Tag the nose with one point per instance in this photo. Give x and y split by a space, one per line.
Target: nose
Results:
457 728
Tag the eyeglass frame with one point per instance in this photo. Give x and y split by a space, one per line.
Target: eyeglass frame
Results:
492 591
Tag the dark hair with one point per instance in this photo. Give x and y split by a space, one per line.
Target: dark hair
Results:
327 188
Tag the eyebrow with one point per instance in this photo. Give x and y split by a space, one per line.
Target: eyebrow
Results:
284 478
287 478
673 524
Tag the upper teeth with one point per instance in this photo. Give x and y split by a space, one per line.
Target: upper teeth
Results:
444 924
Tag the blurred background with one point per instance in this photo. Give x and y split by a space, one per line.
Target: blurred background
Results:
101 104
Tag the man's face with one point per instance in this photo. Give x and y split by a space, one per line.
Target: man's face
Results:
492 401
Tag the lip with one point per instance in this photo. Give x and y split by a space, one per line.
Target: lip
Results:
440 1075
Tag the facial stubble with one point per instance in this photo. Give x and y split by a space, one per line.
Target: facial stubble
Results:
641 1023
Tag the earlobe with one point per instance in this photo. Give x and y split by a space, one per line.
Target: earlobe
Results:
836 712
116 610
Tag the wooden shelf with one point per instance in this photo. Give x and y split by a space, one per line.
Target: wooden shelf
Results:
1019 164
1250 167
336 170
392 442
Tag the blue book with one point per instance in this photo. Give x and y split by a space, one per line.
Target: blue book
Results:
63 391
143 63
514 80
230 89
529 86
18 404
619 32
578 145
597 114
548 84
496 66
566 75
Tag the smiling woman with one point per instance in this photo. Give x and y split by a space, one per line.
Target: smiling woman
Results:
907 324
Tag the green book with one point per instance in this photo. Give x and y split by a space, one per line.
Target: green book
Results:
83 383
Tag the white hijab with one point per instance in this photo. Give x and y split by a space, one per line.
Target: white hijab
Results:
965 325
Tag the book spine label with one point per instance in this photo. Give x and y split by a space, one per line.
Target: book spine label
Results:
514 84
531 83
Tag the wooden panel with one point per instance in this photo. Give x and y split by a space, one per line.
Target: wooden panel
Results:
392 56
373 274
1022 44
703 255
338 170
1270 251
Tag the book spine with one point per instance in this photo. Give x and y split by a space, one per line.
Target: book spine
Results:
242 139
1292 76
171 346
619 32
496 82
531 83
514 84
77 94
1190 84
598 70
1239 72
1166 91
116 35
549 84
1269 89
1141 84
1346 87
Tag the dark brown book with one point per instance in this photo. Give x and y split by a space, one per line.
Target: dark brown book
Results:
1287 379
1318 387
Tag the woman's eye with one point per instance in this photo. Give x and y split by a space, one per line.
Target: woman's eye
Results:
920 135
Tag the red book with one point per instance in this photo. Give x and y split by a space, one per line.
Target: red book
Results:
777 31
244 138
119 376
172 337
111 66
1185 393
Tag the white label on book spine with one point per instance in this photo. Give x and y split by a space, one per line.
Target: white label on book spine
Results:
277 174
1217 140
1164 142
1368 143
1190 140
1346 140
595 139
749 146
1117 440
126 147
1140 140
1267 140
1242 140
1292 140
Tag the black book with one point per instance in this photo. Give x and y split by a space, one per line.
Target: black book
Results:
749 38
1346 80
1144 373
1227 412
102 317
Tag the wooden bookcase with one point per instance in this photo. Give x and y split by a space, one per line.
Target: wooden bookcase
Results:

Given instruction
Give back the data above exactly as it appears.

Solution to this problem
Tag the nose with one point per instance in this photo. Give x and y split by a space, one per line.
Target: nose
Results:
457 728
Tag the eyeglass frame with one point per instance in this photo. Give x and y split by a space, one per line.
Target: eyeglass frame
Results:
492 591
Tag the dark hair with one point per instance in this photo. Give x and y split by a space, one per line.
Target: dark hair
Results:
327 188
Tag the eyebrow with one point per instance in this photo. Give x and y split by a space, one per line.
Target: eyebrow
Results:
284 478
287 478
673 524
Tag the upper teeth with one point per instance in this photo. Give x and y split by a space, one per line.
Target: upper teeth
Results:
444 924
Tag the blurred background with one point per instance in this photo. Give x and y split by a space, one per line.
Target: blurred background
Results:
101 104
Tag the man's face with one point per instance in this photo. Give x and y split by a space, one per line.
Target: man's face
Results:
492 401
Tag the lip with one point per instance in this photo. Give x and y split by a space, one per line.
Target: lip
Results:
440 1075
Tag the facial stubble with one point per instance in this photo. Give x and y split by a space, one per line.
Target: facial stubble
Results:
641 1023
Tag the earlobe with one point per instance in this photo. Give x and y split by a space, one per line.
Target: earlobe
Results:
836 712
116 610
Tag the wooden shelf with one point per instance in this photo. Give x and y split by a space, one per line.
Target: wooden shelf
Results:
1019 164
1250 167
336 170
392 442
Tag the blue book with one point per instance in this photo. Give x and y split by a space, one per line.
Target: blue book
Results:
63 391
143 63
514 80
230 89
529 86
18 404
619 32
578 145
597 114
548 84
496 66
566 75
Tag the smiling woman with one point per instance in this photo. Give x and y split by a space, one per line.
Target: smiling woman
Results:
907 324
Tag the green book with one point per instance in this photo. Give x and y split by a space, one per line.
Target: green book
Results:
83 383
Tag the white hijab with one point per instance in this photo. Give x and y split by a space, one per line.
Target: white hijab
Results:
965 325
Tag the book spine label with one point per instance in this photo. Give x and y split by a space, one per line.
Target: book spine label
Results:
514 84
531 83
Tag the wooden panel with one point per instance in this photo. Give x and y split by a space, one per line.
Target: wooden panel
Results:
392 56
373 274
1022 44
703 255
338 170
1270 251
Tag the book spine with one point per instance in this photo. Give x and y split by a space, one per line.
Target: book spine
Results:
242 139
1292 76
171 346
619 32
496 82
531 83
514 84
77 94
1190 84
598 70
1239 72
1166 91
116 35
549 84
1269 89
1141 84
1346 87
Tag the dark brown book with one point per instance in this photo. Give x and y split by a space, one per line.
Target: dark brown book
Results:
1287 379
1318 387
Tag the woman's eye with one point per instance in this photo. Give x and y split by a space, one per line.
Target: woman's eye
Results:
920 135
Tag the red book with one point per instance in this photo. Give x and y split by a space, one per line.
Target: red book
Results:
777 31
244 138
119 376
172 337
111 66
1185 393
Tag the white label on book spine with one point per instance in this photo. Give x and y split by a space, one per line.
Target: white label on book spine
Results:
277 174
1217 140
1164 142
1368 143
1190 140
1346 140
595 139
749 146
1117 440
126 147
1140 140
1267 140
1242 140
1292 140
Tag the black book with one point per instance in this photo. Give x and y split by a space, one per line.
Target: black book
Results:
749 38
1346 80
1144 373
1227 412
102 317
Tag the wooden bookcase with one point per instance in this photo. Give x and y split by a space, one per line.
Target: wooden bookcase
Results:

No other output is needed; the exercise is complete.